[[ Records for the task, beginning ]]

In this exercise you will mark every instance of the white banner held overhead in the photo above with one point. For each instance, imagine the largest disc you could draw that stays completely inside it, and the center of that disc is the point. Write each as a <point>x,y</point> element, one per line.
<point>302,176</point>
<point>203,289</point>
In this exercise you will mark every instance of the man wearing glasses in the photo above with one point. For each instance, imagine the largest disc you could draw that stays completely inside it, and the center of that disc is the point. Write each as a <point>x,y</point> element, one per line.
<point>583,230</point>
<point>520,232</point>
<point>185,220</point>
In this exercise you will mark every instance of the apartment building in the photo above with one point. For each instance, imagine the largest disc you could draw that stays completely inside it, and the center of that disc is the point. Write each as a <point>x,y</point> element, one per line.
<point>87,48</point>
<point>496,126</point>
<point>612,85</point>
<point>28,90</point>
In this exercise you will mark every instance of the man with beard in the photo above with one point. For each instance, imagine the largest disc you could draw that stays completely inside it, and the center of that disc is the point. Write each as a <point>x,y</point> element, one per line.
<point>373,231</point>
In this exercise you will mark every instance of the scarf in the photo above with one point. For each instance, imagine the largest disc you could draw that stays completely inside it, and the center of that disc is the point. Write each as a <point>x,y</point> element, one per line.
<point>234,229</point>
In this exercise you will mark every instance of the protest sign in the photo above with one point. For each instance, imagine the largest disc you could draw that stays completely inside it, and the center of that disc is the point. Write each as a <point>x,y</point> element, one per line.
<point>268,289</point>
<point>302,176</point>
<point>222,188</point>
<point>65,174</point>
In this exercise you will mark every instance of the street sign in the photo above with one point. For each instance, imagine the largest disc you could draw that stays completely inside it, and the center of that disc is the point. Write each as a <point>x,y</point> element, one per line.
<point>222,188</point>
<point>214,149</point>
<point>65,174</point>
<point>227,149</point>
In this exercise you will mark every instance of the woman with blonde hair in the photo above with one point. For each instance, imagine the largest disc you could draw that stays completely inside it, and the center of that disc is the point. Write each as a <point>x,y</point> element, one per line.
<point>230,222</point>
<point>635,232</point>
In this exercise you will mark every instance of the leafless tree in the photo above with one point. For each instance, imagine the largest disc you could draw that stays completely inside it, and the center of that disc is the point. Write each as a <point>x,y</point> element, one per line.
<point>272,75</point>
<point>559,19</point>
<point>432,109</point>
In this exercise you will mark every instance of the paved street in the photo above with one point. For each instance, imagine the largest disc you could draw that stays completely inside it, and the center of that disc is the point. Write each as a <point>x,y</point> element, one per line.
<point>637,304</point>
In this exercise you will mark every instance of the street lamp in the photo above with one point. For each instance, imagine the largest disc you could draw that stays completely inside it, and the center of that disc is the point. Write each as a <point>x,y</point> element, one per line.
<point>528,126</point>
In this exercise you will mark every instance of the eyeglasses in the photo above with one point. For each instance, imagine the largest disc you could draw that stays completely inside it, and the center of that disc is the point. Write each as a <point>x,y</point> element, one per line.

[[ Records for the task, end ]]

- Task instructions
The material must be reproduced word for word.

- Your solution
In this exercise you will mark every instance of the white banner held overhead in the photo above with one point. For each instance, imagine the largest disc you could draw that stays completely inside it, and the center of that disc is the point. Write each as a <point>x,y</point> element, one per line.
<point>302,176</point>
<point>203,289</point>
In this exercise you will mark every instance of the man wearing glasses in the photo above with one point. For each instance, imagine the largest disc you could draw that stays completely inside it, and the center of that disc is the point. Write each as a <point>x,y</point> element, one per line.
<point>583,230</point>
<point>520,232</point>
<point>185,220</point>
In this exercise you will mark every instance of the apartment building in the photo above with one point. For each instance, imagine the largest disc you could draw that stays completely inside it, and the center of that disc is the point. Write each as a <point>x,y</point> element, one per line.
<point>87,48</point>
<point>496,126</point>
<point>612,85</point>
<point>28,90</point>
In this exercise you will mark every instance of the man with beard in the photo above with one point. For each instance, imagine the largest disc you could draw that stays completely inside it, and the center of that disc is the point. Write each as a <point>x,y</point> element, one per line.
<point>373,231</point>
In this exercise you will mark every instance of the scarf in the photo above with one point. For each instance, imagine the largest disc you could draw that stays completely inside it, and the center of that disc is the point. Write each as a <point>x,y</point> element, one per line.
<point>234,229</point>
In this exercise you will mark every instance of the protest sign in the photo above with one point. For each instance, imagine the largest disc you could draw that stays completely inside it, and the center of that disc is the point. Write each as a <point>x,y</point> element, one per line.
<point>268,289</point>
<point>302,176</point>
<point>222,188</point>
<point>65,174</point>
In this exercise you will mark every instance of the street sign in the photo above with one point. For each instance, imagine the largest disc you could draw that stays completely inside it, and the center of that disc is the point. Write each as a <point>x,y</point> element, one per line.
<point>222,188</point>
<point>214,149</point>
<point>65,174</point>
<point>227,149</point>
In this exercise you will mark every instance of the woman with blonde hair in the photo above with one point. For each instance, imagine the largest disc you could draw that stays completely inside it, and the center of that disc is the point. Write each as a <point>x,y</point> element, one per line.
<point>230,222</point>
<point>635,232</point>
In this exercise you will mark every instance of the leafless tree in the photo above with one point. For each instance, imagine the largest disc you could draw that stays completely inside it, and the center of that disc is the point. Write each as a <point>x,y</point> element, one per line.
<point>272,75</point>
<point>559,19</point>
<point>432,109</point>
In this exercise you will mark every instance of the paved street in the photo above with one point. For each instance, imagine the largest disc you could draw that stays completely inside it, and the center of that disc is the point. Write each as a <point>x,y</point> element, one per line.
<point>637,304</point>
In this exercise you will mark every instance of the street lamp in the photo above with one point. For each instance, imagine the largest disc you could draw that stays completely inside it, and the center of that disc is the point. Write each as a <point>x,y</point> element, one per line.
<point>528,126</point>
In this exercise you will mark every instance of the eyeglasses in the photo above with one point. For each instance, imagine the largest disc you could draw that stays completely inside it, and the center of that disc is the point. Write each as a <point>x,y</point> element, one per line.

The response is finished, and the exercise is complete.